(Records from a data collection)
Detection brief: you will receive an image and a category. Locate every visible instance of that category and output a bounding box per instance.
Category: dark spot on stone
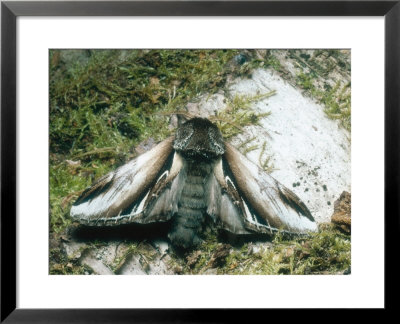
[322,184,328,191]
[327,201,331,205]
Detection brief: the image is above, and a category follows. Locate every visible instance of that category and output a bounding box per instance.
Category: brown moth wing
[221,143,317,234]
[206,159,252,235]
[70,136,179,225]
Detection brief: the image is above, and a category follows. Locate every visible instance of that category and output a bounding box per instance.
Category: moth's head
[173,117,225,160]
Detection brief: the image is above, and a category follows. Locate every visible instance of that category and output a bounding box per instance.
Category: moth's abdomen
[177,178,206,227]
[168,163,211,249]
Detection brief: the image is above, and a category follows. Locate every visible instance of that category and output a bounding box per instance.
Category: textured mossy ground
[171,224,350,275]
[49,49,351,275]
[50,224,350,275]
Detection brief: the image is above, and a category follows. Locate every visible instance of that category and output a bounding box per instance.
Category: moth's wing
[70,136,184,226]
[205,159,252,235]
[213,143,317,234]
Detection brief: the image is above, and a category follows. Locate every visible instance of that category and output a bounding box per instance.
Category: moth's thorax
[173,117,225,160]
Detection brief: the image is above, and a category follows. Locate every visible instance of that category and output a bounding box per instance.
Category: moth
[71,117,317,249]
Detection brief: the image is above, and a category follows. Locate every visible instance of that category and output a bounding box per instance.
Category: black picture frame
[1,0,398,322]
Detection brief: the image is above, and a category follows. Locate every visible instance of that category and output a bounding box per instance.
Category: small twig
[238,136,256,149]
[259,141,267,167]
[243,145,258,155]
[73,147,116,159]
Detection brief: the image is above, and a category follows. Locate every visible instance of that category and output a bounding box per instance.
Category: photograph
[49,49,351,275]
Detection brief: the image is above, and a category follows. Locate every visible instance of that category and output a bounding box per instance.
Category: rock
[186,94,226,118]
[115,254,147,275]
[331,191,351,233]
[144,258,174,275]
[168,114,179,130]
[115,242,174,275]
[203,268,218,275]
[63,242,86,261]
[247,242,271,255]
[61,239,176,275]
[152,240,170,255]
[79,248,114,275]
[135,138,156,154]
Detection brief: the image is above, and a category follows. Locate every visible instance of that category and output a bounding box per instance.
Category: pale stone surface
[79,248,114,275]
[63,242,86,261]
[186,93,226,118]
[63,239,175,275]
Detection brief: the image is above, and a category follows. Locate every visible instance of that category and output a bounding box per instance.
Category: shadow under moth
[71,117,317,249]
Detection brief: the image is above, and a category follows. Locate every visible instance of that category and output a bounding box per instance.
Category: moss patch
[167,225,350,275]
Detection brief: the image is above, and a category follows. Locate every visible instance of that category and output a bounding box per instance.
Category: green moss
[297,75,351,130]
[164,225,350,275]
[264,53,283,72]
[296,72,314,90]
[49,247,94,275]
[213,92,274,139]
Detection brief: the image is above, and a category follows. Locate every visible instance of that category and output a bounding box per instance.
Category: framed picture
[1,0,397,321]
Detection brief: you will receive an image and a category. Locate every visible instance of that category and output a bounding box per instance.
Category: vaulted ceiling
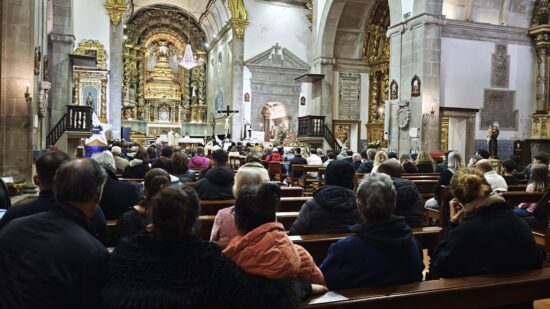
[128,0,232,43]
[442,0,535,28]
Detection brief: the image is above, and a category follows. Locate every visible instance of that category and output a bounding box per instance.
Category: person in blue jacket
[320,173,424,290]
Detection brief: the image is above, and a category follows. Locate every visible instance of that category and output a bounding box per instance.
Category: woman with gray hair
[320,173,423,290]
[425,151,463,210]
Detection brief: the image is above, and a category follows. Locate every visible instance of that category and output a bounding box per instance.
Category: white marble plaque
[338,73,361,120]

Task details
Copy every line above word for word and exclude the pictures.

Worked solution
Detection brief: you will receive an image and a category. Locate every visible instance of that category and output a bounding box per instance.
Category: dark spot on stone
[322,184,328,191]
[327,201,331,205]
Detection brief: the image is above, and a category follows. Locate every visible instance of that category and output a bounding box per instance.
Category: brown moth wing
[221,143,317,234]
[206,159,252,235]
[70,136,179,225]
Detection brief: the image is above, and a category follows. Locate every visible instance of that category and output a bounding box per instance.
Category: moth's head
[173,117,225,160]
Detection brief: the image is above, and a category follows. Locate every visible instance of that category and output a bounding box per instance.
Category: moth's abdomen
[177,178,206,227]
[168,163,211,249]
Detection brief: the image is above, and a category follows. Locate every visible instance of that category and output a bounding box per instance.
Category: textured mossy ground
[171,224,350,275]
[49,49,351,275]
[50,224,350,275]
Detection brief: the image is above, and a category follows. Locate every visible instance of that category and output a bounding box per instance.
Category: moth's wing
[70,136,184,226]
[205,159,252,235]
[213,143,317,234]
Detection brief: the image is above, and a category follows. Locate every visible instance of that category and output a bounding box per instance.
Category: moth's thorax
[173,117,225,160]
Detection brief: the image is above, and a category follows. Locate every visible instance of that category and output a bounding box per instance.
Category: moth
[71,117,317,249]
Detection brief: the image is above, and a category follows. Locate every visible instance of that category and output a bounding box per instance.
Category: black picture frame
[1,0,398,322]
Detection brief: the image is above, and a category follows. Locate every visible instance of that category and output a bounding box per instance.
Category: small twig
[238,136,256,149]
[259,141,267,167]
[243,145,258,155]
[73,147,116,159]
Detection brief: the image is above, and a category follows. Locate every visible instance of that category and output a bounding box per instance.
Category: photograph
[49,49,351,275]
Detection brief: the image is above, and a category follows. Locate every visible instance of that category and output a bounding box per instance.
Category: rock
[186,94,226,118]
[115,254,147,275]
[331,191,351,233]
[144,258,174,275]
[168,114,179,130]
[115,242,174,275]
[203,268,218,275]
[63,242,86,261]
[247,242,271,255]
[61,239,176,275]
[152,240,170,255]
[79,248,114,275]
[135,138,156,154]
Detection brief: the image is above, and a category follows. Locate every visible instance of that category and output a bounding box per instance.
Category: pale stone surface
[79,248,114,275]
[63,242,86,261]
[186,93,226,118]
[63,239,175,275]
Detection brief: the image is above, and a category follows. Locate every visible instance of that category and output a bounding box per instance.
Category: shadow under moth
[71,117,317,249]
Detection brief: the image is above, and a category follows. Locate every visible instance of that category and output a bounding box per instance.
Category: moss patch
[167,225,350,275]
Detection brief: the image is above, and a category follows. Locate every visible instance of that category and output a bounding box per instance.
Category: green moss
[297,75,351,130]
[164,225,350,275]
[264,53,283,72]
[296,72,314,90]
[49,247,94,275]
[213,92,274,139]
Detection brief: the image is above, and a category follows. Locate every visible instance of that category and output a bounding box per instance.
Category: framed picture
[1,0,397,321]
Detection brief: you will receive an image and a category. Locate every visible instance of that category and output a bounding box per instance.
Category: vaulted ceiling
[128,0,232,43]
[442,0,535,28]
Detection brief: the image is above, and a category follows. Locate every visible instance of that category and output a bounding box per instance.
Category: person in blue jacket
[320,173,424,290]
Detection brief: the image is above, and a category follows. Locate every visible instance of that category and output a bounding box per instance.
Category: woman with gray hair
[320,173,423,290]
[425,151,463,210]
Detection brief: the image is above, and a category follows. Locate every visible instance of that category and output a bounding box per instance.
Category: white marble plaque
[338,73,361,120]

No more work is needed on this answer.